■ INSTRUCTIONS FOR THE TASK
The answer must be every line of the records below that contains the word "stone", copied out.

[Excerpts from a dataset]
====

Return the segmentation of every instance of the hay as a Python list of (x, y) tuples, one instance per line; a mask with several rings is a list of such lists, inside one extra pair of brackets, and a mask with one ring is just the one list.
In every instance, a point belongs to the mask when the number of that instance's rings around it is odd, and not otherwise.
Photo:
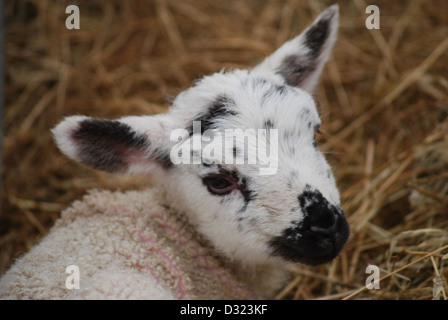
[[(65, 28), (69, 4), (80, 7), (80, 30)], [(197, 77), (253, 66), (329, 4), (8, 1), (0, 272), (86, 189), (150, 184), (62, 156), (49, 129), (65, 115), (164, 112)], [(448, 3), (377, 5), (381, 29), (367, 30), (366, 3), (341, 4), (316, 93), (351, 237), (332, 263), (294, 268), (279, 299), (447, 298)], [(369, 264), (379, 290), (364, 287)]]

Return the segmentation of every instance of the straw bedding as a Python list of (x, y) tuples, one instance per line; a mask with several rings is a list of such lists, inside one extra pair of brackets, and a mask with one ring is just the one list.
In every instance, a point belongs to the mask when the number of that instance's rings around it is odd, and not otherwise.
[[(65, 28), (78, 4), (81, 29)], [(70, 162), (49, 129), (63, 116), (164, 112), (194, 79), (250, 67), (327, 1), (8, 1), (0, 272), (86, 190), (144, 189), (149, 177)], [(369, 2), (369, 4), (375, 4)], [(352, 235), (334, 262), (297, 266), (279, 299), (446, 299), (448, 3), (340, 4), (341, 28), (316, 92), (320, 148)], [(364, 287), (379, 267), (379, 290)]]

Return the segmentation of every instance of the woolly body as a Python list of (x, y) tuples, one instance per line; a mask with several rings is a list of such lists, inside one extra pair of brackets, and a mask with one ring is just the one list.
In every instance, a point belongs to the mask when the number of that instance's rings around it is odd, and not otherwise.
[[(166, 209), (160, 190), (92, 190), (0, 282), (0, 299), (254, 299), (257, 272), (236, 268)], [(66, 267), (79, 268), (69, 289)], [(249, 272), (249, 270), (251, 272)], [(253, 271), (253, 273), (252, 273)], [(251, 284), (249, 286), (249, 284)]]

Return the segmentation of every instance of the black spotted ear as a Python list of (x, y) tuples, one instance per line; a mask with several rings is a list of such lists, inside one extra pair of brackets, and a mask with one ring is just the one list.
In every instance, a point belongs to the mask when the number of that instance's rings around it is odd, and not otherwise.
[(339, 6), (327, 8), (305, 31), (286, 42), (252, 72), (275, 73), (287, 84), (312, 93), (336, 41), (338, 21)]
[[(160, 118), (118, 120), (67, 117), (53, 130), (59, 149), (70, 158), (107, 172), (145, 172), (153, 164), (169, 168)], [(168, 147), (168, 144), (166, 145)]]

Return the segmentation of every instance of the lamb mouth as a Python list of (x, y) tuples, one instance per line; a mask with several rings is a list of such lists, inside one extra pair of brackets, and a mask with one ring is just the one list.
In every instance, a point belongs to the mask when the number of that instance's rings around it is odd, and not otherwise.
[(309, 230), (289, 228), (269, 242), (272, 254), (291, 262), (317, 266), (337, 257), (349, 237), (347, 222), (341, 220), (331, 235), (318, 235)]
[(290, 240), (277, 237), (270, 242), (273, 254), (288, 261), (317, 266), (330, 262), (339, 254), (340, 249), (332, 241), (324, 241), (319, 248), (306, 248)]

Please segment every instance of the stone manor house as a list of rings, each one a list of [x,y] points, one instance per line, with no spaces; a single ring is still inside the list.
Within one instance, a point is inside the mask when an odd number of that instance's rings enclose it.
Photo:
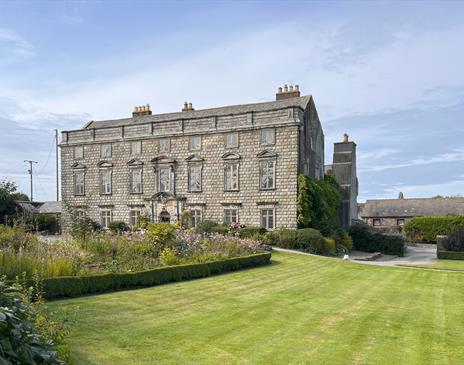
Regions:
[[[203,219],[268,229],[297,226],[297,175],[324,176],[324,133],[311,96],[91,121],[62,132],[62,199],[111,221]],[[65,213],[65,212],[64,212]]]

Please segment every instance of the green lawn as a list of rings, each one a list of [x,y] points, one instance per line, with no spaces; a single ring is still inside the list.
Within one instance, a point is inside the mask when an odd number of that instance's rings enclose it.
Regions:
[[[62,300],[74,364],[463,364],[464,275],[273,254],[272,265]]]
[[[436,260],[429,265],[401,265],[435,270],[464,271],[464,260]]]

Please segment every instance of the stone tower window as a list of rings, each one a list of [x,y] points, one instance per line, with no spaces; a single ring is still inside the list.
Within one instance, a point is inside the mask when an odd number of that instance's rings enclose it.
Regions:
[[[171,191],[171,168],[160,167],[158,170],[158,191]]]
[[[142,154],[142,141],[131,142],[131,156],[140,156]]]
[[[100,156],[102,158],[108,158],[108,157],[111,157],[111,143],[106,143],[106,144],[102,144],[100,146]]]
[[[238,133],[227,133],[224,136],[224,142],[226,148],[237,148],[238,147]]]
[[[224,166],[224,190],[238,191],[239,163],[227,162]]]
[[[171,140],[169,138],[161,138],[158,143],[160,152],[171,152]]]
[[[74,159],[81,160],[84,158],[84,146],[74,147]]]
[[[274,209],[261,209],[261,228],[275,228],[275,212]]]
[[[238,223],[238,210],[236,208],[224,209],[224,223]]]
[[[85,172],[74,172],[74,195],[85,195]]]
[[[143,192],[142,174],[142,167],[132,167],[129,169],[130,192],[132,194],[140,194]]]
[[[111,174],[110,168],[100,170],[100,193],[111,194]]]
[[[201,150],[201,136],[190,136],[189,137],[189,151],[200,151]]]
[[[273,145],[275,144],[275,129],[266,128],[261,129],[259,134],[260,145]]]
[[[201,191],[201,170],[202,166],[200,164],[190,164],[188,168],[188,181],[189,181],[189,191],[199,192]]]
[[[113,220],[113,212],[111,209],[102,209],[100,211],[100,223],[103,228],[108,228]]]
[[[259,162],[259,188],[261,190],[275,189],[275,161]]]

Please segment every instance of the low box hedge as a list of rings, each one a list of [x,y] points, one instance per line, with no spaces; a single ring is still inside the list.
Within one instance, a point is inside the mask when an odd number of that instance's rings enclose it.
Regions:
[[[437,236],[437,258],[442,260],[464,260],[463,251],[448,251],[445,247],[448,237]]]
[[[43,280],[45,298],[77,297],[110,290],[160,285],[175,281],[204,278],[210,275],[270,263],[270,253],[260,253],[201,264],[159,267],[140,272],[62,276]]]

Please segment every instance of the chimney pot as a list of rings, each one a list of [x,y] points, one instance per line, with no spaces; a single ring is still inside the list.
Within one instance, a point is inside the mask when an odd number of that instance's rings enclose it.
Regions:
[[[281,94],[281,93],[282,93],[282,88],[279,87],[279,89],[277,90],[277,92],[278,92],[279,94]]]
[[[189,110],[193,110],[192,103],[188,103],[188,108],[189,108]]]
[[[298,85],[295,85],[295,91],[300,91],[300,87]]]
[[[288,90],[289,90],[290,92],[292,92],[292,91],[293,91],[293,85],[290,85],[290,87],[288,88]]]
[[[348,142],[349,142],[349,141],[348,141],[348,134],[347,134],[347,133],[345,133],[345,134],[343,135],[343,142],[344,142],[344,143],[348,143]]]
[[[287,86],[287,84],[284,85],[284,92],[288,92],[288,86]]]

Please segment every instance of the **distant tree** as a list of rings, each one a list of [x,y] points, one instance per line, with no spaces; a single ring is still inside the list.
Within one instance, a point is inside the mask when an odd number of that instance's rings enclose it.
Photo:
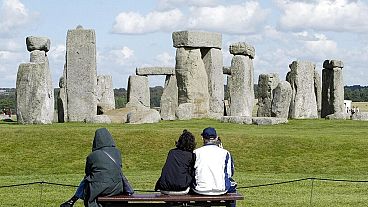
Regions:
[[[368,86],[345,86],[344,99],[352,100],[353,102],[368,102]]]
[[[164,88],[162,86],[150,87],[150,105],[151,107],[160,107],[161,96]]]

====

■ TASK RESPONSE
Please segment every instance of the stone manor house as a list of rings, each one a list of [x,y] points, one instance per line, with no spaces; a single ring is still inside the list.
Please segment every instance of the stone tower window as a list of rings, each one a list of [x,y] points, one instance per line, with no spaces; a single ring is still inside the list.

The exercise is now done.